Data to process:
:::

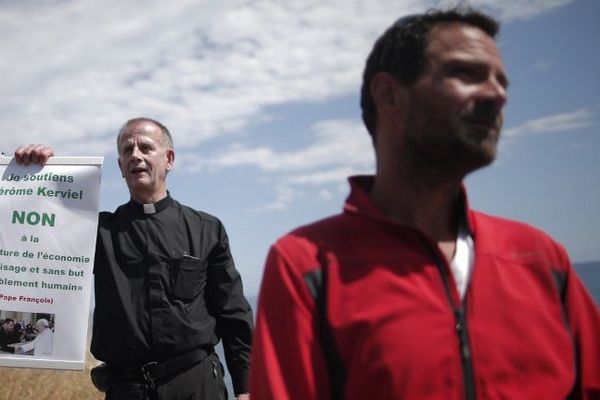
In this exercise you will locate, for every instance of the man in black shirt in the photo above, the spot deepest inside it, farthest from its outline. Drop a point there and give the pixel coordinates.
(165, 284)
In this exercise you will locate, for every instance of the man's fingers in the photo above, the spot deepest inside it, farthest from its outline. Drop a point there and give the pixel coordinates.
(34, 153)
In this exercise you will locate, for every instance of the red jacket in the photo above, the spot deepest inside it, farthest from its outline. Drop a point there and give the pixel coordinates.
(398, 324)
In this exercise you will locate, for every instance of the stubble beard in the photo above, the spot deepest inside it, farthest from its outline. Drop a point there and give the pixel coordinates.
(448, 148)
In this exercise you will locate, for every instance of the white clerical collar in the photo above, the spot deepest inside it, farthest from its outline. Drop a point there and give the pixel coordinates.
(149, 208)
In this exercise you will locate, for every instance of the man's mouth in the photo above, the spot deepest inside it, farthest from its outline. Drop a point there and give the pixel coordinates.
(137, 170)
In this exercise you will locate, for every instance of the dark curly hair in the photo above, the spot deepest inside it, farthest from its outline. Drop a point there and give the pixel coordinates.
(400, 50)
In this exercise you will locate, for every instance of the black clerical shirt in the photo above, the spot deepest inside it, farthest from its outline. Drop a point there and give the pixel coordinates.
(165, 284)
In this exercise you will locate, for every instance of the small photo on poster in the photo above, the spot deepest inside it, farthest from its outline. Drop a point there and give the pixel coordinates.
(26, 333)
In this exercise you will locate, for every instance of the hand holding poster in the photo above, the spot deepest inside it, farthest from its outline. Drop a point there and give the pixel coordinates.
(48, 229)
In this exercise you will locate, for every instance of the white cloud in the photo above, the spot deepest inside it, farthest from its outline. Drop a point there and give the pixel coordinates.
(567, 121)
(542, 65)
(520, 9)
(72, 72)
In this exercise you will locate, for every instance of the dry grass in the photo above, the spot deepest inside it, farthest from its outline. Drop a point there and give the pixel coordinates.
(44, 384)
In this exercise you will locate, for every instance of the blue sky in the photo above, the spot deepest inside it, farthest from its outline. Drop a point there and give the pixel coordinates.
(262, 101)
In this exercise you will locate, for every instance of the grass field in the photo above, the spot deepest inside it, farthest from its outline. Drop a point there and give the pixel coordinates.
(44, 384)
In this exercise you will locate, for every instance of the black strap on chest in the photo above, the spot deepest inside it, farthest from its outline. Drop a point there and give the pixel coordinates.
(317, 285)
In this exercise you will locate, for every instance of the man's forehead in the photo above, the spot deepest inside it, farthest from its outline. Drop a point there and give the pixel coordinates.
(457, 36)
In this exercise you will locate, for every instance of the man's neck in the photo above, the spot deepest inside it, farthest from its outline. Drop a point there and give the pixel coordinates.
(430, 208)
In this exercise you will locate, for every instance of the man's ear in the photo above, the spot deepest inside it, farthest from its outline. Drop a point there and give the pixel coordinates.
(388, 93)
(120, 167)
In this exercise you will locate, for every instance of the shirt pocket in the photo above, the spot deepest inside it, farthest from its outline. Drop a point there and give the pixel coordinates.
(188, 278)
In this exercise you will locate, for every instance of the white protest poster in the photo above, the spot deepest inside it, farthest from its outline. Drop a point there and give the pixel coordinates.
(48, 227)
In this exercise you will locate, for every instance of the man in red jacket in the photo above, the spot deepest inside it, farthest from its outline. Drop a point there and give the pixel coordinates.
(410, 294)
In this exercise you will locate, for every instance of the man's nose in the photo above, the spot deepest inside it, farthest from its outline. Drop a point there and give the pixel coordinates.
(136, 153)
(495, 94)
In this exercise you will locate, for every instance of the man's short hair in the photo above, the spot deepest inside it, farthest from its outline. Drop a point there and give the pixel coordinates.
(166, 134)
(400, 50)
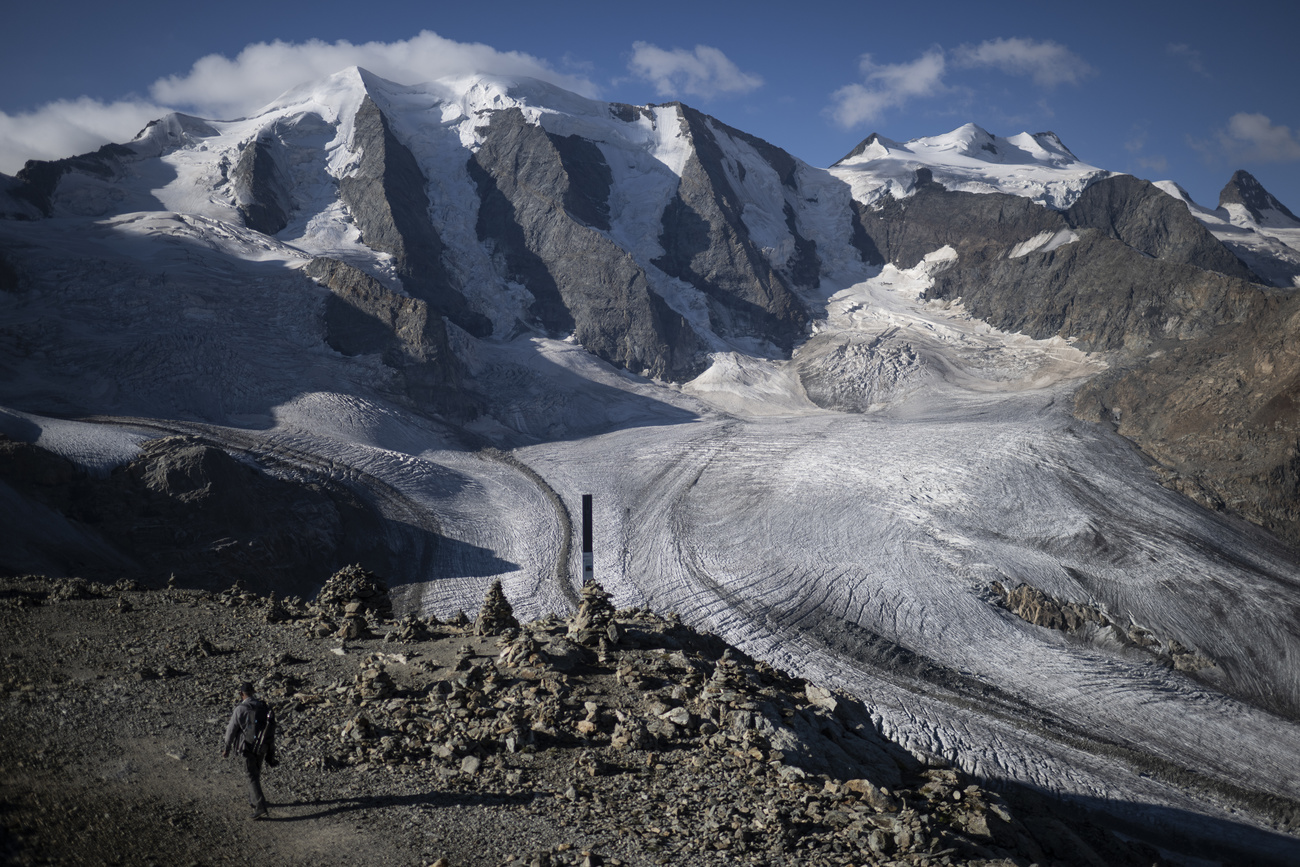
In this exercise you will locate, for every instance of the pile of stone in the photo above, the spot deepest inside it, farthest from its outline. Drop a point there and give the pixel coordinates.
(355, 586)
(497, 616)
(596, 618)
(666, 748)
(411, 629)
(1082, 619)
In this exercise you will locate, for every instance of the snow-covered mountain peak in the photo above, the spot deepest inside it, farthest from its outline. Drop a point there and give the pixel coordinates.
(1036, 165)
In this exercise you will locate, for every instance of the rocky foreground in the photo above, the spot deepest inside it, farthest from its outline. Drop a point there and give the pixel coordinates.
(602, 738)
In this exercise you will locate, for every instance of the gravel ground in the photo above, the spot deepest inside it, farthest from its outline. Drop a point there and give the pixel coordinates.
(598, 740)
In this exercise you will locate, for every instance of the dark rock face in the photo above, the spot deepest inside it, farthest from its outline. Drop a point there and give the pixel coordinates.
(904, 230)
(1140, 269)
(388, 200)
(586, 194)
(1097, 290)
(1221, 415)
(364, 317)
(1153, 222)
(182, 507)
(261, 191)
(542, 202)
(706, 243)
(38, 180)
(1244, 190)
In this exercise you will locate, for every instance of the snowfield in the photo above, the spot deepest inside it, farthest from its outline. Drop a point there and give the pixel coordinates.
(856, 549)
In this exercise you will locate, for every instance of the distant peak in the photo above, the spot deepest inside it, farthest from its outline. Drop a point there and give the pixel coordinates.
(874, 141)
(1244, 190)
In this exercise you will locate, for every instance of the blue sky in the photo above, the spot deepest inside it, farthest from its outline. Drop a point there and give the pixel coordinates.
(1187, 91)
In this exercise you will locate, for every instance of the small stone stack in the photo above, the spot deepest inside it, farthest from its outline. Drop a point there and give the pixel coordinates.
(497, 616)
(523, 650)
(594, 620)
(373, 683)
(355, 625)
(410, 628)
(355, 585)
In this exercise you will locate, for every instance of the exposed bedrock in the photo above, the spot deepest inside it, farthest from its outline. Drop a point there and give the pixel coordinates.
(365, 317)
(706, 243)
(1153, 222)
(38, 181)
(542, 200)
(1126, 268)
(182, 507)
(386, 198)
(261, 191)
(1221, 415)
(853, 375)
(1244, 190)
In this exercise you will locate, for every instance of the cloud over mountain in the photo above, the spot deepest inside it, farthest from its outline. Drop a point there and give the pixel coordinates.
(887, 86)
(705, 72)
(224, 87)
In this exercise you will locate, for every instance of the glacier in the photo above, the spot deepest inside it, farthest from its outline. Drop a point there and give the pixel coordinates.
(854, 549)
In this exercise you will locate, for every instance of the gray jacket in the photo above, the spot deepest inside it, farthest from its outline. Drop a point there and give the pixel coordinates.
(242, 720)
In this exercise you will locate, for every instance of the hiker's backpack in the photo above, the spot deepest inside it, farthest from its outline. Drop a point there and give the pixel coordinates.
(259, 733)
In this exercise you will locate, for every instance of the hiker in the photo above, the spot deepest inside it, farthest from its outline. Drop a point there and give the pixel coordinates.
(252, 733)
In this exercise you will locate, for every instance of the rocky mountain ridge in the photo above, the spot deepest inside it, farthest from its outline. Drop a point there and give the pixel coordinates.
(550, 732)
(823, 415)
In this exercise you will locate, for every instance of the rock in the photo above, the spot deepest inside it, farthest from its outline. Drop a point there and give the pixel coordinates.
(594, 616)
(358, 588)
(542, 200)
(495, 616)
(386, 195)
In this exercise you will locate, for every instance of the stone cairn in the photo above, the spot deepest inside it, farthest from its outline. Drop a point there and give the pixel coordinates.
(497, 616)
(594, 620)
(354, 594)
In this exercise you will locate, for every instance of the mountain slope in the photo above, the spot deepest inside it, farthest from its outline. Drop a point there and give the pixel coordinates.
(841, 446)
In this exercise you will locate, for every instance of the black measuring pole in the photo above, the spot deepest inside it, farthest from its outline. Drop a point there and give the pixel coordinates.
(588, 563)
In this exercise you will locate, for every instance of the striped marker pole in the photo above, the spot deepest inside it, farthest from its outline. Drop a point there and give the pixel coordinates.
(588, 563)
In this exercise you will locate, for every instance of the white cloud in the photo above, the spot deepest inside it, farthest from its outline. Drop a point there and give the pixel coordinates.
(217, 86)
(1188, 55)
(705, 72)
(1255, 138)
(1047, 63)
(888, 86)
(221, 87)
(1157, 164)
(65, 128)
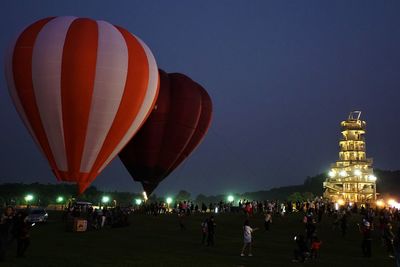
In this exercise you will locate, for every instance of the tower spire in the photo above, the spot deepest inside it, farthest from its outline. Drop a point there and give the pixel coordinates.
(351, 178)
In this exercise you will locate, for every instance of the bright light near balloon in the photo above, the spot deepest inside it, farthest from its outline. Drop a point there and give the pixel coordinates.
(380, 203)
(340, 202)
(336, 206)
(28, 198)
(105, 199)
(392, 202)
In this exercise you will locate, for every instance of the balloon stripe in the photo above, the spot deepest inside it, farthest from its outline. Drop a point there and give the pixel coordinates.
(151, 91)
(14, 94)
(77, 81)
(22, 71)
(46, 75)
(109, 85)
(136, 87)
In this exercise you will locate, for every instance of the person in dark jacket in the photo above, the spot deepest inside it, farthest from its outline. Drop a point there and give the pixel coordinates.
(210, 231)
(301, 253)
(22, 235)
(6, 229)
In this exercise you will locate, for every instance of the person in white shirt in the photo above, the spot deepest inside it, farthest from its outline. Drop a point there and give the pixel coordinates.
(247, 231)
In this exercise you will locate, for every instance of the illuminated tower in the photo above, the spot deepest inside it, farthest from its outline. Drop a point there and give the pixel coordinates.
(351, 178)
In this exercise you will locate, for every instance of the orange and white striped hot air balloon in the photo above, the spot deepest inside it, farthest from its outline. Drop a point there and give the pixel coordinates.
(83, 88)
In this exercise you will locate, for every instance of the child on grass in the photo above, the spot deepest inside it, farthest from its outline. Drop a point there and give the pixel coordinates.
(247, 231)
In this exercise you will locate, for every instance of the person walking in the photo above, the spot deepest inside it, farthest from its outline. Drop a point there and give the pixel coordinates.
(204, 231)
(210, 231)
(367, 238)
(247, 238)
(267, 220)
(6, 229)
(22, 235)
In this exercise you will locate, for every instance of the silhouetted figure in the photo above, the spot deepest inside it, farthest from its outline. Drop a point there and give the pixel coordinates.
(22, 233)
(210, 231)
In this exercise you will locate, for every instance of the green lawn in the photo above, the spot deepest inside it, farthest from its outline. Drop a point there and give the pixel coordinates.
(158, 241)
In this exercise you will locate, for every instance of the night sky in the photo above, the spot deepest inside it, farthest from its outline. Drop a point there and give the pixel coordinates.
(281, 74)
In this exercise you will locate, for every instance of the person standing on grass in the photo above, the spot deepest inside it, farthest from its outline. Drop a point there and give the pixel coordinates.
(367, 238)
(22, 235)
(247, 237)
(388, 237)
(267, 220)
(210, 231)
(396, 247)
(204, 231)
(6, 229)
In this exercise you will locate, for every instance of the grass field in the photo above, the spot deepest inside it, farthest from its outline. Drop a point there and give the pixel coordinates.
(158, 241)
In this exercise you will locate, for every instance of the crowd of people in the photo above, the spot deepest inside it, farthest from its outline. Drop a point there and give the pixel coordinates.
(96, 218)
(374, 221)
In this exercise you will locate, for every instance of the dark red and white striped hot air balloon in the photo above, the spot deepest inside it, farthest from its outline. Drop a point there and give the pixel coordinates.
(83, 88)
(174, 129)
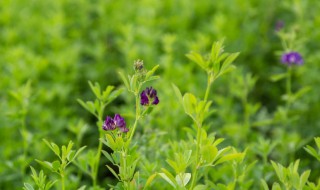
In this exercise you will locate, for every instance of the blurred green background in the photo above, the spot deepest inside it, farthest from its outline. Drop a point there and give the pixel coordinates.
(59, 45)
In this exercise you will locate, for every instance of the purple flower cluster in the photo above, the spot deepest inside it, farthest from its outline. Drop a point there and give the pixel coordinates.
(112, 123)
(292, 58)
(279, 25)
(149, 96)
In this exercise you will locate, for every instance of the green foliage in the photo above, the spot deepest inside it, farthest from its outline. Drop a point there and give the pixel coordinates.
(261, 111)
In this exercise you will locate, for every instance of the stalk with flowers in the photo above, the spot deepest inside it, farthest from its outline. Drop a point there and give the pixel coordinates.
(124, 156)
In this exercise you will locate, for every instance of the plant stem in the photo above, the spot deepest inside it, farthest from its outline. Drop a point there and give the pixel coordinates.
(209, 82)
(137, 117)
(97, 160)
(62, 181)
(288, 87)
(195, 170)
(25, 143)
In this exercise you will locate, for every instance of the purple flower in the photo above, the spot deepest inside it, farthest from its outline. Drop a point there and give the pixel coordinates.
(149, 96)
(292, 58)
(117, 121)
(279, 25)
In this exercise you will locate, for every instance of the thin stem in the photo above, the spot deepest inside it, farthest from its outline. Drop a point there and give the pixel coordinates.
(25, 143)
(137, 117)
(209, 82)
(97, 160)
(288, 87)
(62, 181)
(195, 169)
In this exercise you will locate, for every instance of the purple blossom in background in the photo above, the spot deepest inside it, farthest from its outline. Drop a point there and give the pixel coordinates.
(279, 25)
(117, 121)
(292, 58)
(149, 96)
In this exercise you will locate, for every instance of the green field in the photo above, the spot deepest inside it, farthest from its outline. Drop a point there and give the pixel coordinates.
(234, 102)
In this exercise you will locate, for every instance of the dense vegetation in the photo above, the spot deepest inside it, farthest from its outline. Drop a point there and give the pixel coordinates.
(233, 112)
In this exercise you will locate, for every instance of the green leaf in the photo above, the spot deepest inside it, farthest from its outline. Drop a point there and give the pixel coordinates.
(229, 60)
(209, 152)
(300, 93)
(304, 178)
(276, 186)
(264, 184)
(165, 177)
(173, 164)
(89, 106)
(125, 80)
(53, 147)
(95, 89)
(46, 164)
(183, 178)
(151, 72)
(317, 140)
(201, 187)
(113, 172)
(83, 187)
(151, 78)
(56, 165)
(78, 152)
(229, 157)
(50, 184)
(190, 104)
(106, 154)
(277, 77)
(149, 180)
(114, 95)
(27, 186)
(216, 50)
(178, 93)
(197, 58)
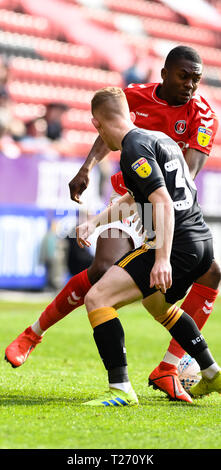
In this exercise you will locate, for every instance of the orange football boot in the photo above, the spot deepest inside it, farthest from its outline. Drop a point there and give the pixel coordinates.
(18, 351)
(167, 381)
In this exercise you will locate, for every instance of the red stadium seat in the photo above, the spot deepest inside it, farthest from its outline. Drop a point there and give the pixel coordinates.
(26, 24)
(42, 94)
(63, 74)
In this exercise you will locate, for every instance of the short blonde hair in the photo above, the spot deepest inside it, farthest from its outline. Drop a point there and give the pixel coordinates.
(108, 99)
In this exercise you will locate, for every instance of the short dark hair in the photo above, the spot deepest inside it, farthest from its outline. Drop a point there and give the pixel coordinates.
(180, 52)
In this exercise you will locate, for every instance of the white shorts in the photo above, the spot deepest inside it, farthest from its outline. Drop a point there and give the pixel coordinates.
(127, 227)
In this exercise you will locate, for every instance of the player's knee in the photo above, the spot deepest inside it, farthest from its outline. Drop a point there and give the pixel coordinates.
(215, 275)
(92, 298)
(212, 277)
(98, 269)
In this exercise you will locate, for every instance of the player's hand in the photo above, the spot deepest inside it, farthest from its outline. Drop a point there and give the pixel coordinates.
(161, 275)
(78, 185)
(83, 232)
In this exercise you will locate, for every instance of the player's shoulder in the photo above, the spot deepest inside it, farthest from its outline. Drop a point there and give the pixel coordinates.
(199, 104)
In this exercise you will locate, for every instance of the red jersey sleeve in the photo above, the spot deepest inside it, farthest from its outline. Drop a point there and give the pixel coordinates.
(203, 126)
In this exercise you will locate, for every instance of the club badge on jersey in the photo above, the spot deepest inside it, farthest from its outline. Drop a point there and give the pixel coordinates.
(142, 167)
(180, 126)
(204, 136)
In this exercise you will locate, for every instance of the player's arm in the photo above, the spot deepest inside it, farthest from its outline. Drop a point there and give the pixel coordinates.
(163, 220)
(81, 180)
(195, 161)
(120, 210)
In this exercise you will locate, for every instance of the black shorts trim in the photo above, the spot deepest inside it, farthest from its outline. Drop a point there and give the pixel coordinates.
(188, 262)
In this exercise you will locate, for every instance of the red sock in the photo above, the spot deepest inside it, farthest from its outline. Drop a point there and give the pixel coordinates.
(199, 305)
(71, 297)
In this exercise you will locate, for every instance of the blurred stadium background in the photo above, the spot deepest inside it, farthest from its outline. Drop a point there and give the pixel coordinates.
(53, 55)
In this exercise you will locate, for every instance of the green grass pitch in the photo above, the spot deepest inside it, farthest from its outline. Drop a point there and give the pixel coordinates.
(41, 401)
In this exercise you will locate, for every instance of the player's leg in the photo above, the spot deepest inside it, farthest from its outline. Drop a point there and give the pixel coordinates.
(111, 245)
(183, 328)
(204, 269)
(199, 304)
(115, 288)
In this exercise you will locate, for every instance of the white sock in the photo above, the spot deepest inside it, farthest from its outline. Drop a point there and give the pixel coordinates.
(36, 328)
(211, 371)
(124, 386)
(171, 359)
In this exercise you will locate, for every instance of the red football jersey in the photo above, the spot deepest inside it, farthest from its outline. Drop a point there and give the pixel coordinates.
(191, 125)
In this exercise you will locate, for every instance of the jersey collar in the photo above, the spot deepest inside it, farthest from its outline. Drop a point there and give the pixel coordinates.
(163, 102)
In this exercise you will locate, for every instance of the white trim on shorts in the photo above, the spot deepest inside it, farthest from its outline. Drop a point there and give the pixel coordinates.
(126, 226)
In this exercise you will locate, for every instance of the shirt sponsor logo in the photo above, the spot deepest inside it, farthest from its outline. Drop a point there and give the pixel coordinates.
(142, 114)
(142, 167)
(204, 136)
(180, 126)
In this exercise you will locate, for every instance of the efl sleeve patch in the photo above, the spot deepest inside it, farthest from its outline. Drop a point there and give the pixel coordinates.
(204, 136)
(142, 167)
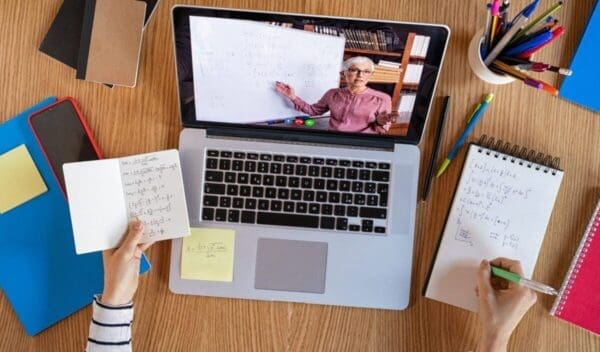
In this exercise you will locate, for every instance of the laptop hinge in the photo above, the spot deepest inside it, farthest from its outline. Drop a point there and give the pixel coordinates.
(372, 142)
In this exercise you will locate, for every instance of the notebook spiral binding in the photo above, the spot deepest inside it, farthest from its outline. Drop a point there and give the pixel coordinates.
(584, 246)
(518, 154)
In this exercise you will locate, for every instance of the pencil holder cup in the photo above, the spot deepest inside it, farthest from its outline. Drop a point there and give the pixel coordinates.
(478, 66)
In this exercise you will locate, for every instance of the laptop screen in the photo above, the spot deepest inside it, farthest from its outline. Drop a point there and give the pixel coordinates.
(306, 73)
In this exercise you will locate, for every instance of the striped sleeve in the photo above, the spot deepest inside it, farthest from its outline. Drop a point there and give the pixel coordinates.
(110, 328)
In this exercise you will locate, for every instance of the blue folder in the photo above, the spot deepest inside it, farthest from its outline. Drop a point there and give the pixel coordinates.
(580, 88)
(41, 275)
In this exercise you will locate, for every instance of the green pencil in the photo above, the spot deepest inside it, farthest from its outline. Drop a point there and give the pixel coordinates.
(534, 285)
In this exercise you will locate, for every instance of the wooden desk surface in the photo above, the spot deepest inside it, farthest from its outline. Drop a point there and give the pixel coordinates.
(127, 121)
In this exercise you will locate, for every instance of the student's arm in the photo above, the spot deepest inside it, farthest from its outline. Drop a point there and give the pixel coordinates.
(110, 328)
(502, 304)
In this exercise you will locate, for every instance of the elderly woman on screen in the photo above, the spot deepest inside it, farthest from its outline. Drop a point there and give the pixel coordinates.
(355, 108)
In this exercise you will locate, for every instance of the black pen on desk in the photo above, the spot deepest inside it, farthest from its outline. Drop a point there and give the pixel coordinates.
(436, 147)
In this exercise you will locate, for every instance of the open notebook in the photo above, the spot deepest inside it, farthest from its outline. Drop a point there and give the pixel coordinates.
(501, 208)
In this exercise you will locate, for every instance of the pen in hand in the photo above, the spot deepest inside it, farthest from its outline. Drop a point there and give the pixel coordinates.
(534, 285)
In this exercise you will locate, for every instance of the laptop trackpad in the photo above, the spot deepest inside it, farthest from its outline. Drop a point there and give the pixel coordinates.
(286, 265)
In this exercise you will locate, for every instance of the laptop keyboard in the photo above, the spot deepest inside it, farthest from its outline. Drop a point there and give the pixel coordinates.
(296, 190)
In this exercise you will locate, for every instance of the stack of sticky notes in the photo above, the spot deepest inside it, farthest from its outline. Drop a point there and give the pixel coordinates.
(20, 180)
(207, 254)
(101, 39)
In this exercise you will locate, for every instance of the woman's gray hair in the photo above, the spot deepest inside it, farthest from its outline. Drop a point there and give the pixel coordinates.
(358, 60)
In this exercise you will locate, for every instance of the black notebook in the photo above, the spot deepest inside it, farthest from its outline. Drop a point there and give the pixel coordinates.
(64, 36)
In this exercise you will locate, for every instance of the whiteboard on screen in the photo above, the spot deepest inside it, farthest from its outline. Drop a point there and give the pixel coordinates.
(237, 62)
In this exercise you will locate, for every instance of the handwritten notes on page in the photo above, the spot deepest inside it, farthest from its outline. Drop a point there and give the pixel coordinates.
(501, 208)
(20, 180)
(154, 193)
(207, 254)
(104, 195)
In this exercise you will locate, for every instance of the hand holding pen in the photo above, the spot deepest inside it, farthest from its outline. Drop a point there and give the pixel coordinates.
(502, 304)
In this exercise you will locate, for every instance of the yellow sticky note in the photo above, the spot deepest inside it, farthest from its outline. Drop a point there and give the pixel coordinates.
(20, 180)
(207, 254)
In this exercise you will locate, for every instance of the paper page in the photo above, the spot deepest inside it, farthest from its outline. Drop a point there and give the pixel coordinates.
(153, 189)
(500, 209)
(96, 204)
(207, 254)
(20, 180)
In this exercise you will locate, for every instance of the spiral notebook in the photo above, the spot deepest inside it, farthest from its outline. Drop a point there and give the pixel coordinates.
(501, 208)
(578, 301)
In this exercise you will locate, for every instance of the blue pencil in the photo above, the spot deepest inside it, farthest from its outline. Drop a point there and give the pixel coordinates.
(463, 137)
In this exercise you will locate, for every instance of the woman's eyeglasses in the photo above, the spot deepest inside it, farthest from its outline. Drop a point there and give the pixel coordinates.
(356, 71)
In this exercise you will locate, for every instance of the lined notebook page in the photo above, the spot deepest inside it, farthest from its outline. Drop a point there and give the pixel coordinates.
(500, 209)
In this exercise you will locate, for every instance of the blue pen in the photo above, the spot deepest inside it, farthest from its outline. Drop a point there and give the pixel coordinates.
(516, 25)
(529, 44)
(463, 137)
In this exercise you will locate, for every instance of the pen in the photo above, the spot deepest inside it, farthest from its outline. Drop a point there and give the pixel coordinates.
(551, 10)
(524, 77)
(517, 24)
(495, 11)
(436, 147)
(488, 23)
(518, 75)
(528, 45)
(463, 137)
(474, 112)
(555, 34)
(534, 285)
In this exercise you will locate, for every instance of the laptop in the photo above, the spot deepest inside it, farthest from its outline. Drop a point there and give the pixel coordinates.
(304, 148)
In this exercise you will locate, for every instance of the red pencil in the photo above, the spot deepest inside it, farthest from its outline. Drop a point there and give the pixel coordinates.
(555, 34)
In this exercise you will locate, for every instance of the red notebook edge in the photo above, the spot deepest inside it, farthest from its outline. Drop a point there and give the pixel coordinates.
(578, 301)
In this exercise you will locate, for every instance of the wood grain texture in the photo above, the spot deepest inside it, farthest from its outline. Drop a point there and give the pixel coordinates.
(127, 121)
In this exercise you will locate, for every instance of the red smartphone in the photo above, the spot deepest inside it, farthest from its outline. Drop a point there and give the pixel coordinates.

:::

Extract every line from the one with "blue pen in" down to the final line above, both included, exactly as written.

The answer:
In this exercise you will locate, for every instance of the blue pen in the photo above, the spot deepest inside it, farthest from its outline. Drop a point there and give the pixel coordinates.
(516, 25)
(529, 44)
(463, 137)
In this exercise you will locate, for every instance of the pen in the photo above, the spot deepest inside it, farthest from its outline. Drop a point there and give the pixel coordinates.
(551, 10)
(524, 77)
(517, 24)
(495, 11)
(436, 147)
(488, 23)
(518, 75)
(528, 45)
(463, 137)
(474, 112)
(555, 34)
(534, 285)
In this exercise you will locate, for every instance of the laptop in the photo above, the spot deepest inside it, farthest from its outline. Drop a point there and give the pixel coordinates.
(304, 148)
In this exercise you will locate, for every instance of the red pencil in the photo above, the spot deepest inside it, farthest from its outline. Drop a point there and give the pixel coordinates.
(555, 34)
In this exercise you will locate, for every instance of the red notebook edge in the photo above, the spot deepest inside it, farthest from its outline. Drop a point there and give the pixel coordinates.
(578, 301)
In this exercise you will locate, for every instance of the wood grain texture in the photo above, the spot deepest inside it, farthest from its outline. Drop a point there and give the pixel coordinates.
(127, 121)
In this exercise you will locate, for every instance of the red smartphone in the photo above, the spot deepest inside it, farthest from its outline. Drop a point there and give the pixel coordinates.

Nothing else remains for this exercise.